• _SUPPLIED DATA_:
<<<<

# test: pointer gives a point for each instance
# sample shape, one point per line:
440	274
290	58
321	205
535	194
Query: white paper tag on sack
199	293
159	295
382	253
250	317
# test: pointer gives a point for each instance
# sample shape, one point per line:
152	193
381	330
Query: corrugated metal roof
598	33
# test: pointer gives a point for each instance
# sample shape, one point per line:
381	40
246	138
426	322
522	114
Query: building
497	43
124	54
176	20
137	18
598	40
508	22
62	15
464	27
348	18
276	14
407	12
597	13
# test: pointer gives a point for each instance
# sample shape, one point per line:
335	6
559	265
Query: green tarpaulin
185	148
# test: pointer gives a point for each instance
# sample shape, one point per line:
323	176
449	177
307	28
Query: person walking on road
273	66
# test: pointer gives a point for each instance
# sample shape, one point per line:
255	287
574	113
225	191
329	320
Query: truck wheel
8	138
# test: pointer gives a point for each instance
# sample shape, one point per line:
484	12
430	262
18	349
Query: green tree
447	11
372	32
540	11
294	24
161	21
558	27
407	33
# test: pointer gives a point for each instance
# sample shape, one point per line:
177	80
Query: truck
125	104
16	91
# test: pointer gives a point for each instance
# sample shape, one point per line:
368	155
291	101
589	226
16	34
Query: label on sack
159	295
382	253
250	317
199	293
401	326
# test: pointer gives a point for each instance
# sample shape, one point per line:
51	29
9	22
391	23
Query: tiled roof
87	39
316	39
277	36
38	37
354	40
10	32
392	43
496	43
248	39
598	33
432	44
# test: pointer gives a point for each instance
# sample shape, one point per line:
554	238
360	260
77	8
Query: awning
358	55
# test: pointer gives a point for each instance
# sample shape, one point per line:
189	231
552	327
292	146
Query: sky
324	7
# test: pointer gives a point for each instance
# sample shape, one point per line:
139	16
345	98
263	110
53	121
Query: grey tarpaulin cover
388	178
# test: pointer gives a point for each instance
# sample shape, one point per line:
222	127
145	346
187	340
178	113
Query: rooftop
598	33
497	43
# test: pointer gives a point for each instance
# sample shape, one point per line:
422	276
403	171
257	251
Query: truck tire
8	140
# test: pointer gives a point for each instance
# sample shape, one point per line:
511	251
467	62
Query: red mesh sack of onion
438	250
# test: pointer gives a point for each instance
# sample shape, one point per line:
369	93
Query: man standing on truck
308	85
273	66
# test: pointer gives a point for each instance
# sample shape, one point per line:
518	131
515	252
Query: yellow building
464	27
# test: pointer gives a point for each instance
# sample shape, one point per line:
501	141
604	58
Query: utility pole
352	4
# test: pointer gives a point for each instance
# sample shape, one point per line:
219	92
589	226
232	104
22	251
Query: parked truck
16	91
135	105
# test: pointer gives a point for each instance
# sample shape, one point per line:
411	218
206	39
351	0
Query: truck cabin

>>>>

• _ASSIGNED TASK_: Reproduce the material precisely, including every line.

• _EXERCISE OUTPUT_:
# test: pointer gives a point for each instance
# sample shape, one point per line:
440	274
290	58
321	205
535	194
Query: white paper tag on sack
199	293
159	295
382	253
250	317
# test: pointer gives a point for each instance
# sample shape, one point per line:
152	193
381	330
Query: corrugated metal roof
598	33
# test: pointer gives a point for each instance
# sample shape, one point per line:
381	40
246	138
426	322
522	114
Query: building
497	43
124	54
176	20
137	18
598	40
508	22
62	15
464	27
348	18
276	14
407	12
597	13
# test: pointer gives a point for each instance
# sample shape, one point per line:
335	6
559	265
Query: green tarpaulin
185	148
# test: pointer gives a point for each instance
# sample shape, one point per line:
323	176
449	177
307	28
Query: person walking on road
273	66
# test: pointer gives a point for each instance
# sample shape, one point per line:
255	287
574	113
225	191
329	320
Query: truck wheel
8	138
# test: pointer gives a point for each instance
# sample shape, one point per line:
484	12
430	262
18	349
Query: green tree
447	11
372	32
540	11
294	24
161	21
558	27
407	33
# test: pointer gives a point for each instance
# sample shape, one point per line:
177	80
Query: truck
125	104
16	91
# test: pointer gives a point for each instance
# sample shape, one point per line:
368	155
291	101
589	226
16	34
Query: label on sack
159	295
382	253
250	317
199	293
401	326
# test: pointer gives a point for each instance
# sample shape, one point per line:
51	29
9	22
391	23
Query: tiled roof
87	39
316	39
277	36
38	37
354	40
10	32
392	43
496	43
248	39
598	33
432	44
# test: pointer gives a point for each instance
# sample shape, one point per line:
554	238
360	260
77	8
Query: awning
358	55
# test: pointer gives a point for each instance
# sample shape, one point per line:
189	231
552	327
292	146
Query: sky
324	7
# test: pointer gives a point for each instance
# sample shape, one point per line:
139	16
345	98
263	110
53	121
Query: grey tarpaulin cover
388	178
# test: pointer gives a point for each instance
# sample shape, one point per line:
222	127
145	346
187	340
178	113
Query: rooftop
598	33
497	43
# test: pointer gives a point for each instance
# sample shape, one point per line:
422	276
403	171
257	251
Query: truck tire
8	140
# test: pointer gives a point for each instance
# sample shape, one point per line:
511	251
467	62
Query: red mesh sack of onion
438	250
# test: pointer gives a point for each instance
# sample shape, one point per line:
369	93
Query: man standing on truck
308	85
273	66
# test: pointer gives a point for each instance
# sample shape, one point per line:
518	131
515	252
Query: yellow building
464	27
# test: pointer gives a point for each instance
# sample shape, one point per line:
501	141
604	58
Query: utility pole
352	4
# test: pointer gives a point for each instance
# sample shape, one point per line:
219	92
589	226
232	104
22	251
Query: parked truck
16	91
135	105
# test: pointer gives a point for each instance
# sample shape, one point per line:
411	218
206	39
351	0
Query: truck cabin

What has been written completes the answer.